Data records.
▬▬▬▬▬▬
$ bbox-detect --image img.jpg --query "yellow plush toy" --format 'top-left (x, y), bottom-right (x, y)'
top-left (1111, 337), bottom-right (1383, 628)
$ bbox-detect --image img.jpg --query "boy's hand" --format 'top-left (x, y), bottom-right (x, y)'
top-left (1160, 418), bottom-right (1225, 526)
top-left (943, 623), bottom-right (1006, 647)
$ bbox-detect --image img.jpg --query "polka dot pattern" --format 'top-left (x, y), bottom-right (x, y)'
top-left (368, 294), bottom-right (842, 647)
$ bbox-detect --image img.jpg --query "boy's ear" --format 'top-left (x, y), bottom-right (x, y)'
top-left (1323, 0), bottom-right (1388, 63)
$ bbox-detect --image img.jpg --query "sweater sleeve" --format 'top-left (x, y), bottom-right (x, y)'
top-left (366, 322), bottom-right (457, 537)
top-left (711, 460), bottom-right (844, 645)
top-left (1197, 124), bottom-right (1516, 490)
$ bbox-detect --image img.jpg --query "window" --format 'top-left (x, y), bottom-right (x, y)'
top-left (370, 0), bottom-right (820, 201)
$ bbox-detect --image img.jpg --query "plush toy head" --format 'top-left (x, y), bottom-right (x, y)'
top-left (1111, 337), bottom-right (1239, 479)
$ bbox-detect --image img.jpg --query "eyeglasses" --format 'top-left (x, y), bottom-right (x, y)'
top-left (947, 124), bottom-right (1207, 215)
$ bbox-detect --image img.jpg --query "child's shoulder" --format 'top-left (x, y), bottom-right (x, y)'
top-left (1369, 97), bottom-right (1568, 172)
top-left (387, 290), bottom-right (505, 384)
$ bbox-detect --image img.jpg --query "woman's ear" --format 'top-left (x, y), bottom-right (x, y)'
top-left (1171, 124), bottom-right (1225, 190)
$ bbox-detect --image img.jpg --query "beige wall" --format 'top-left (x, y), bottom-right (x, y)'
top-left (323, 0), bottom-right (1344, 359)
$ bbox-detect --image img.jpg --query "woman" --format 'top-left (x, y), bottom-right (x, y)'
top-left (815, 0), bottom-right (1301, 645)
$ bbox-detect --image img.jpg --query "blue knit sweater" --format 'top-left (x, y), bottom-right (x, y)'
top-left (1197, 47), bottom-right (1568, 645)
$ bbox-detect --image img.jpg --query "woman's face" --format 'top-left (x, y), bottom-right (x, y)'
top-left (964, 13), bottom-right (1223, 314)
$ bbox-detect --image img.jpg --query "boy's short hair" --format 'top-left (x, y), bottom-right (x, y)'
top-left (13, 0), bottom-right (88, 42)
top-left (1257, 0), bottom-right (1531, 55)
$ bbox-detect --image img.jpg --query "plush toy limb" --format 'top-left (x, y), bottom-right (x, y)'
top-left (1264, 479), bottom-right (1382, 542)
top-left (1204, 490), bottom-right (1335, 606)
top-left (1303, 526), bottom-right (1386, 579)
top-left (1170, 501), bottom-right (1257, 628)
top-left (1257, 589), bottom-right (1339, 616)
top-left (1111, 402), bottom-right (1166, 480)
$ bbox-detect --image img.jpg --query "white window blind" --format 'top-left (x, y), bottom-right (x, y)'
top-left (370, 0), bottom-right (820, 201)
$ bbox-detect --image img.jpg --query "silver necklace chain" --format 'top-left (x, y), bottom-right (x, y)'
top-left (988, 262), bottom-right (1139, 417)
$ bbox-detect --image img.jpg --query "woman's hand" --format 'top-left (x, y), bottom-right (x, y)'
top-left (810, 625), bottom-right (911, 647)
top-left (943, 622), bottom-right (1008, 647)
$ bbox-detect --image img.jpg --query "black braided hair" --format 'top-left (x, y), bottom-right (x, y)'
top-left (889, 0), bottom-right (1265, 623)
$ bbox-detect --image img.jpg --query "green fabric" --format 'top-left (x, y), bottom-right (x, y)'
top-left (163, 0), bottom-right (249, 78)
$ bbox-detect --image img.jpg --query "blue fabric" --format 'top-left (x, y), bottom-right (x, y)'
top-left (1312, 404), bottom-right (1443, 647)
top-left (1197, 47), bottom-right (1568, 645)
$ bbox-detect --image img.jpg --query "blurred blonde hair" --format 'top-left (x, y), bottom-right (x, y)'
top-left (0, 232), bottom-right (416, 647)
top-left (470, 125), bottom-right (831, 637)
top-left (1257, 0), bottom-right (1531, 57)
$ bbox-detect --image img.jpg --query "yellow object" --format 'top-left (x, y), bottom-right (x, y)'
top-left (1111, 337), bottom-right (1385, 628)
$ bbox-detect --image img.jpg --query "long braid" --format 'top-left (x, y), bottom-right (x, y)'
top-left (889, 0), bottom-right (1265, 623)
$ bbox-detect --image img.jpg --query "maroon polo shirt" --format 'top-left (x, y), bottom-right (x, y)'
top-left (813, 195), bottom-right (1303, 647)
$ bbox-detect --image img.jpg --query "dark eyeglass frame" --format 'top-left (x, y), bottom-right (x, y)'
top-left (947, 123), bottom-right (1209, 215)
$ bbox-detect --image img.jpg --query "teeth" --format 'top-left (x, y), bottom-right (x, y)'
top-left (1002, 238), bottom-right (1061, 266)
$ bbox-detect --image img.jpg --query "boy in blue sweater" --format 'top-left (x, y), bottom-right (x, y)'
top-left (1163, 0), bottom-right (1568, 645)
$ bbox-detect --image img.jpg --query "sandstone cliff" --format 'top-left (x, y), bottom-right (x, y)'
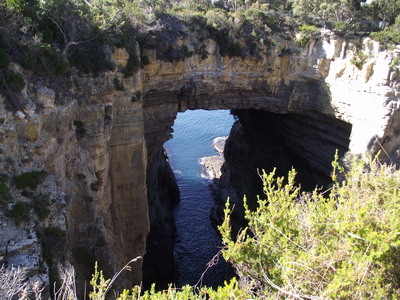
top-left (0, 32), bottom-right (400, 292)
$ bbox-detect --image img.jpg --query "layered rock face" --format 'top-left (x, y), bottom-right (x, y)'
top-left (0, 32), bottom-right (400, 286)
top-left (143, 150), bottom-right (180, 289)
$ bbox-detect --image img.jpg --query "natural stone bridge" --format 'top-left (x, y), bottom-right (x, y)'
top-left (0, 32), bottom-right (400, 290)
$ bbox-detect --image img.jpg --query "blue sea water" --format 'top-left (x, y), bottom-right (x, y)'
top-left (164, 110), bottom-right (234, 287)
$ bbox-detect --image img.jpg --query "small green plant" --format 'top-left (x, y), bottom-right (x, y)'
top-left (370, 28), bottom-right (400, 48)
top-left (14, 170), bottom-right (48, 190)
top-left (73, 120), bottom-right (86, 137)
top-left (7, 202), bottom-right (30, 223)
top-left (333, 21), bottom-right (349, 33)
top-left (2, 70), bottom-right (25, 93)
top-left (350, 51), bottom-right (368, 70)
top-left (131, 91), bottom-right (142, 102)
top-left (33, 194), bottom-right (50, 221)
top-left (297, 24), bottom-right (319, 48)
top-left (90, 181), bottom-right (100, 192)
top-left (140, 55), bottom-right (150, 68)
top-left (390, 57), bottom-right (400, 70)
top-left (114, 77), bottom-right (124, 91)
top-left (122, 53), bottom-right (140, 78)
top-left (220, 154), bottom-right (400, 299)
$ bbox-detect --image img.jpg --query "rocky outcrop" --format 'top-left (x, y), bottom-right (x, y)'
top-left (0, 32), bottom-right (400, 292)
top-left (199, 136), bottom-right (228, 179)
top-left (143, 150), bottom-right (180, 289)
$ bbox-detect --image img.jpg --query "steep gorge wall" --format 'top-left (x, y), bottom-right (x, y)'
top-left (0, 32), bottom-right (400, 290)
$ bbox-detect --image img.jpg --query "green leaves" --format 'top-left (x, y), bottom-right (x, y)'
top-left (219, 160), bottom-right (400, 298)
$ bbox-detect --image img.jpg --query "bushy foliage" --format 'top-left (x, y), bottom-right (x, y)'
top-left (220, 156), bottom-right (400, 299)
top-left (14, 170), bottom-right (48, 190)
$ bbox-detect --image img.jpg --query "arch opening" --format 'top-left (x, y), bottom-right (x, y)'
top-left (144, 95), bottom-right (351, 286)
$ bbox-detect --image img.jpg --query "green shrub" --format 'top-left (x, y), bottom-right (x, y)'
top-left (0, 70), bottom-right (25, 93)
top-left (350, 51), bottom-right (368, 70)
top-left (131, 91), bottom-right (142, 102)
top-left (14, 170), bottom-right (48, 190)
top-left (297, 24), bottom-right (319, 47)
top-left (370, 28), bottom-right (400, 48)
top-left (114, 77), bottom-right (124, 91)
top-left (90, 181), bottom-right (100, 192)
top-left (140, 55), bottom-right (150, 68)
top-left (33, 194), bottom-right (50, 221)
top-left (73, 120), bottom-right (86, 138)
top-left (220, 155), bottom-right (400, 299)
top-left (122, 53), bottom-right (140, 78)
top-left (39, 227), bottom-right (65, 265)
top-left (7, 202), bottom-right (30, 223)
top-left (0, 175), bottom-right (8, 183)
▬▬▬▬▬▬
Given problem. Locate every line in the entries above that contains the string "woman", and copy each of those lines in full.

Complete answer.
$ bbox-detect --image img.jpg --query "woman's ear" --format 'top-left (x, y), bottom-right (x, y)'
$ bbox-detect --image img.jpg --query "woman" --format 'top-left (x, y), bottom-right (x, y)'
$ bbox-detect --image img.jpg --query "woman's face" --format 'top-left (x, y), bottom-right (x, y)'
$ bbox-detect --image img.jpg --query "woman's hand" --format 'top-left (x, y), bottom-right (x, y)'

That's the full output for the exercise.